Jump to content

Wikipedia:PHP script tech talk

From Wikipedia, the free encyclopedia
This is an old revision of this page, as edited by Magnus Manske (talk | contribs) at 06:04, 5 February 2002 (caching proposal). The present address (URL) is a permanent link to this revision, which may differ significantly from the current revision.

This is the place to discuss bug fixes and planned feature on a more "technical" level. Please, do not just add bugs and feature requests here at random.

Serious bugs

Things that should be repaired ASAP.

Pages with "wiki.phtml" subpages

  • Anone has an idea why this is? I couldn't reproduce it with my local copy. --Magnus Manske
I haven't seen any of these lately. I *think* it was fixed by using an absolute path for $THESCRIPT. --Brion VIBBER

#REDIRECTs that end in an eternal edit conflict

I'm probably stating the obvious here, but this appears to be caused by the page trying to redirect to a different page than has been specified. If this page doesn't exist (as is usually the case) then the page goes into edit mode when you click Save, which gives an edit conflict. If the page does exist, then no edit conflict occurs, but the redirect does not go to the expected place (as for Zundark/Old_Talk, which is redirected to user:Zundark but actually ends up at user:Zundark/Old_Talk). --Zundark, 2002 Feb 3
(2002/02/03 20:43 PST) Fix is in CVS for the problem when the redirected page does exist. (s/$this->$subPageTitle/$this->subPageTitle/) Doesn't seem to have fixed the doesn't-exist problem, I'll look at it some more. --Brion VIBBER

130.94.122.xxx bug

  • This is serious, because of its potential for masking vandalism.

• TASK A: According to the tech talk page, what change does Brion VIBBER think fixed the pages with "wiki.phtml" subpages?

• RECORDS PROVIDED:
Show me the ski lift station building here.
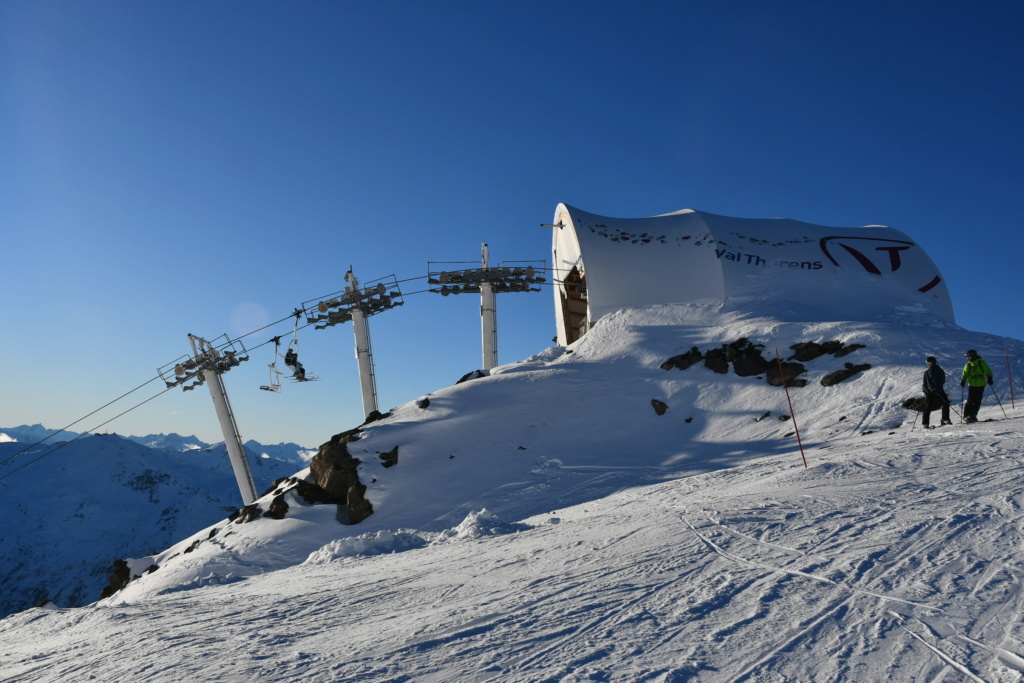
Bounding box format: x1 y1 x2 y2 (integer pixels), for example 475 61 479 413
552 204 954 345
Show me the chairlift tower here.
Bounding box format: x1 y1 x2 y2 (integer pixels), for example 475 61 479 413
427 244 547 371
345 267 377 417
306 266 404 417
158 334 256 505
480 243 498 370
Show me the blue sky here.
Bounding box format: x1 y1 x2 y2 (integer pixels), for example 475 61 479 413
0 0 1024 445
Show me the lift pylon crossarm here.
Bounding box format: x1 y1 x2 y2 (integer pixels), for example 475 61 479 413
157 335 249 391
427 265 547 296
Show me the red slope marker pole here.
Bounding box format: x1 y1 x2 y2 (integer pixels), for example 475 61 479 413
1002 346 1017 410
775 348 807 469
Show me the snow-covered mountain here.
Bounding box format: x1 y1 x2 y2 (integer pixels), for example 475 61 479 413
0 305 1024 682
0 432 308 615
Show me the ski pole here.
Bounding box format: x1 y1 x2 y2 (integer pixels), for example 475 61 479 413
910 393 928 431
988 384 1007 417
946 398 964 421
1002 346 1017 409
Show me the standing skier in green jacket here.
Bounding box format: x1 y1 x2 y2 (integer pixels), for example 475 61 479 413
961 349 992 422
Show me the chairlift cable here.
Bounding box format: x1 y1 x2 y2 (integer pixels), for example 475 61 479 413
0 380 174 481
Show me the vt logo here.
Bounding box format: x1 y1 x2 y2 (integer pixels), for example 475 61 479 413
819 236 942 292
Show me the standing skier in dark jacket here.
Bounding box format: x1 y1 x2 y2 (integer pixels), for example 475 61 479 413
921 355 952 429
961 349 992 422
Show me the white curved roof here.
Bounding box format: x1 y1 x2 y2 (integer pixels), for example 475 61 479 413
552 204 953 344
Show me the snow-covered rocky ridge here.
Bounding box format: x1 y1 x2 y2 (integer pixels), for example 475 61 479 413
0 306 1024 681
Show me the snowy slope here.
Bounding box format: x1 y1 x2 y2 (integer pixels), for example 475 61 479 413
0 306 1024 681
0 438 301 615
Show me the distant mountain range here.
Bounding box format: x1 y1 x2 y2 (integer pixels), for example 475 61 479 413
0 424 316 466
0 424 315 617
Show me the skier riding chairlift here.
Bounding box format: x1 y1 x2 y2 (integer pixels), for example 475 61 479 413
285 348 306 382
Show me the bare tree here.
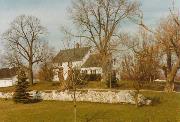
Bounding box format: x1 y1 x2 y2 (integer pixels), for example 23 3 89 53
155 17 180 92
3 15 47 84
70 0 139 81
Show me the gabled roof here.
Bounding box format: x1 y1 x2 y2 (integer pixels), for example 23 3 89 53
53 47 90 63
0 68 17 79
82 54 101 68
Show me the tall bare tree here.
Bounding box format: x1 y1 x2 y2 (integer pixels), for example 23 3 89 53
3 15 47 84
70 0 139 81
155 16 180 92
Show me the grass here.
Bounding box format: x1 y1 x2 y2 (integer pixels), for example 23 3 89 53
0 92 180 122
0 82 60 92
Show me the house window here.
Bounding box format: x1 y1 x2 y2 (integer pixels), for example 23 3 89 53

• TASK B: Give only the number of lines in the records that contain the string "standing". Case counts.

• FINISHED ANSWER A: Using an absolute path for $THESCRIPT.

• FINISHED ANSWER B: 2